### Tasks
1. In the passage on Chernobyl, what was the cost of the steel structure enclosing the plant?
2. From the passage on Chernobyl, extract everything from "Normally, the site" down to "reported this morning.".

### Passage

★ ★ ★

After the invasion, Ukraine officials informed the IAEA that there had been no casualties nor destruction at the plant, the IAEA said in a statement from its Vienna headquarters. Chernobyl is enclosed by a massive, $1.9 billion steel structure to contain still-dangerous levels of fuel and radioactive debris.

Early in yesterday’s Russian assault, Ukraine President Volodymyr Zelenskyy warned that Russian forces were trying to seize the Chernobyl facility and raised the specter of a dangerous new release. According to the Associated Press, Zelenskyy said on Twitter that “our defenders are giving their lives so that the tragedy of 1986 will not be repeated.” He added that “this is a declaration of war against the whole of Europe.”

Normally, the site would be full of workers and engineers continuing the decommissioning of the devastated reactors. A spokesperson for the State Agency of Ukraine on Exclusion Zone Management, Yevgeniya Kuznetsovа, told CNN, “When I came to the office today in the morning [in Kyiv], it turned out that the [Chernobyl nuclear power plant] management had left. So there was no one to give instructions or defend,” she said.

However, Alyona Shevtsova, adviser to the commander of Ukraine’s Ground Forces, said on Facebook that staff are being “held hostage,” CNN reported this morning.

White House press secretary Jen Psaki said yesterday, “We are outraged by credible reports that Russian soldiers are currently holding the staff of the Chernobyl facilities hostage. This unlawful and dangerous hostage-taking, which could upend the routine civil service efforts required to maintain and protect the nuclear waste facilities, is obviously incredibly alarming.”

“From a biological, nuclear safety point of view, this is a fairly benign site at this point,” said Lake Barrett, who served as acting deputy director of the Department of Energy’s Office of Civilian Radioactive Waste Management from 1993 to 2002. “Yes, it’s highly contaminated, and yes, it should be contained,” he continued, “but there’s no active energy there that can cause an explosion or cause a plume of any biological significance.”

Yet Kate Brown, a Massachusetts Institute of Technology professor who has written about the Chernobyl accident, said she fears that fighting at the reactor site could start fires that could carry smoke-borne radioactivity.

“It’s called an exclusion zone for a reason,” Brown said. The steel containment structure, the length of nearly three football fields, was needed to control leaking radioactivity, she said: “The last thing you want is a missile hitting that.”

★ ★ ★

(Stored data)
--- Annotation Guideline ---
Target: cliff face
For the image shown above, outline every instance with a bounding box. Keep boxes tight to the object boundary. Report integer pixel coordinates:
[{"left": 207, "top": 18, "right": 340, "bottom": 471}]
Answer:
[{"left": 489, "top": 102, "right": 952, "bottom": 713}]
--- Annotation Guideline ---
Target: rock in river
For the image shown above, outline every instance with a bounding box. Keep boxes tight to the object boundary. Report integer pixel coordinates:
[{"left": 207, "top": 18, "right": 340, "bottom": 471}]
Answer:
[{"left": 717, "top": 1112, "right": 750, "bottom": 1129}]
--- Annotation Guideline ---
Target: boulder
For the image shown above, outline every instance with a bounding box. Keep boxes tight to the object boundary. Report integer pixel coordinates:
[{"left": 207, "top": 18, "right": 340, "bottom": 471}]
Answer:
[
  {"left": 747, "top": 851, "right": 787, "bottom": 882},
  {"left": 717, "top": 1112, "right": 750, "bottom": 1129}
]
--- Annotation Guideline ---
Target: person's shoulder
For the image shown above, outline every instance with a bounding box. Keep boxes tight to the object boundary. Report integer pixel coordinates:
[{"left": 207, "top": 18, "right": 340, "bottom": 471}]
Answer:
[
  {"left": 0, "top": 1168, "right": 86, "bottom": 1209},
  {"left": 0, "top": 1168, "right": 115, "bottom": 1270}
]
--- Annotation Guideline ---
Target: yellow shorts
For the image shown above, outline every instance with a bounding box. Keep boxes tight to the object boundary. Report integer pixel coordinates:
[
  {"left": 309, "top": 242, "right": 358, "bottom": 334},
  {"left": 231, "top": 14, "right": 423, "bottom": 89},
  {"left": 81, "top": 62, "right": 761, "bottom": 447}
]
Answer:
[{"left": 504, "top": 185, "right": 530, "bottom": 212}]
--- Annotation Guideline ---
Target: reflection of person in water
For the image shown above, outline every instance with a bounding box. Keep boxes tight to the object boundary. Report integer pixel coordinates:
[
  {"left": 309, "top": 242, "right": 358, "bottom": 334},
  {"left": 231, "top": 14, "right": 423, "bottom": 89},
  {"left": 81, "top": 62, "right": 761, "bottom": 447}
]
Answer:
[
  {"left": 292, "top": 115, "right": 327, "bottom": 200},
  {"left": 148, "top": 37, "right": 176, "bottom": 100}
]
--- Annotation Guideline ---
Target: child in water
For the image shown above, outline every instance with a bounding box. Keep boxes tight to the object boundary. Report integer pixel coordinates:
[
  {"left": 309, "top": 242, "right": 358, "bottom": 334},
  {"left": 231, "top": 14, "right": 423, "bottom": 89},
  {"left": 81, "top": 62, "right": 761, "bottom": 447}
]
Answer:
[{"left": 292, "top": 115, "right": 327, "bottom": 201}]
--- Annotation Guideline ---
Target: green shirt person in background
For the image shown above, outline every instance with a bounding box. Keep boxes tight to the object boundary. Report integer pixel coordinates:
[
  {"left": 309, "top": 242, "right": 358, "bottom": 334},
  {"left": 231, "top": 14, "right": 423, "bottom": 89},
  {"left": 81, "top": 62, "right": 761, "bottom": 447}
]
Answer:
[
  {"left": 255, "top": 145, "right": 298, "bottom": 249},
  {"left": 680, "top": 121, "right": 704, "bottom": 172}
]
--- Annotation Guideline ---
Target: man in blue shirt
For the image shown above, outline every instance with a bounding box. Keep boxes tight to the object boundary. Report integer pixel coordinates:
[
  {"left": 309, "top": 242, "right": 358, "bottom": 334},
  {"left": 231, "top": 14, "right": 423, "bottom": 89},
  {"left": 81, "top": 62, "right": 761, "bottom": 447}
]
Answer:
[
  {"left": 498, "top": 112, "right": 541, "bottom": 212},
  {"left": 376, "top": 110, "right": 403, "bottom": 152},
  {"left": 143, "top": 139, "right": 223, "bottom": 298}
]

★ ★ ★

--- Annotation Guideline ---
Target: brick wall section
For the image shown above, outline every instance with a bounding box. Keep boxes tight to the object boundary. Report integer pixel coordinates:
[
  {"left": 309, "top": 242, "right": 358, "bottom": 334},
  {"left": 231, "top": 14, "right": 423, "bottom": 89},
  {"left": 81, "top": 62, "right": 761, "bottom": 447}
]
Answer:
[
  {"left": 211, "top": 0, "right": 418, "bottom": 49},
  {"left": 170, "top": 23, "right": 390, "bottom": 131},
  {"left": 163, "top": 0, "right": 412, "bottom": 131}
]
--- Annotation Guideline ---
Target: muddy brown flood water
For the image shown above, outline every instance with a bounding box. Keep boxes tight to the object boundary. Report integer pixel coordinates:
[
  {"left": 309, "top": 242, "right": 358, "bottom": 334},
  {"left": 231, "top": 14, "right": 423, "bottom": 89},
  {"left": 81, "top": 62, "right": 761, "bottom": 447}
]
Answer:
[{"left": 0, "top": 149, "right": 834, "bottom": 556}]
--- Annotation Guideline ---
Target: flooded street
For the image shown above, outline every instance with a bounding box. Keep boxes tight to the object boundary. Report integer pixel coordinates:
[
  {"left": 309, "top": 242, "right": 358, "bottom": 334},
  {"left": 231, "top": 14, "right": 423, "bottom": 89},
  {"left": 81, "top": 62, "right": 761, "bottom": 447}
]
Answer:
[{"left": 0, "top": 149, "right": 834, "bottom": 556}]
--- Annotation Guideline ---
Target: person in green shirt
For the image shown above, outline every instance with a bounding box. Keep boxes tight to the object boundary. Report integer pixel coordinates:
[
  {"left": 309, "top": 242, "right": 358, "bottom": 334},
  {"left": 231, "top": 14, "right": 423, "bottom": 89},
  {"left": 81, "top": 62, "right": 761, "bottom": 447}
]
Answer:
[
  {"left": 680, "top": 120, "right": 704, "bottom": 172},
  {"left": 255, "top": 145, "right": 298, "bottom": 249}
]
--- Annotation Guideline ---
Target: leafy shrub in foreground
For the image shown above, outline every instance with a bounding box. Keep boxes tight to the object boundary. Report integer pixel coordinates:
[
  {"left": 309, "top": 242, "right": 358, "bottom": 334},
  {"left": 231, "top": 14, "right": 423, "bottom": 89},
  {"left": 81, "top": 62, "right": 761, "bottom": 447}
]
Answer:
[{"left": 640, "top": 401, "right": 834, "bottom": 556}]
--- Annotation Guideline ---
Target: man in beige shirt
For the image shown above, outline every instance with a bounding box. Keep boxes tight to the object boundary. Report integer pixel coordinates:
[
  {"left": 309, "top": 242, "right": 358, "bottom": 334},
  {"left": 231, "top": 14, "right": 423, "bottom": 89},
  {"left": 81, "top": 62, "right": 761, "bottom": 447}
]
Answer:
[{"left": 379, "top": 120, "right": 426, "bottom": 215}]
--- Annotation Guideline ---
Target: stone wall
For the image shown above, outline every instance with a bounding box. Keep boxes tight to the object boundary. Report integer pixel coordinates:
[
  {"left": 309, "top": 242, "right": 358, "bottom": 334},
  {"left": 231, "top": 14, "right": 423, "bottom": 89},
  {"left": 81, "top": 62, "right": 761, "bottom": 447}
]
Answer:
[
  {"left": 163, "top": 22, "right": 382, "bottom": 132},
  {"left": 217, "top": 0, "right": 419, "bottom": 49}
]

★ ★ ★

### Responses by task
1. $1.9 billion

2.
Normally, the site would be full of workers and engineers continuing the decommissioning of the devastated reactors. A spokesperson for the State Agency of Ukraine on Exclusion Zone Management, Yevgeniya Kuznetsovа, told CNN, “When I came to the office today in the morning [in Kyiv], it turned out that the [Chernobyl nuclear power plant] management had left. So there was no one to give instructions or defend,” she said.

However, Alyona Shevtsova, adviser to the commander of Ukraine’s Ground Forces, said on Facebook that staff are being “held hostage,” CNN reported this morning.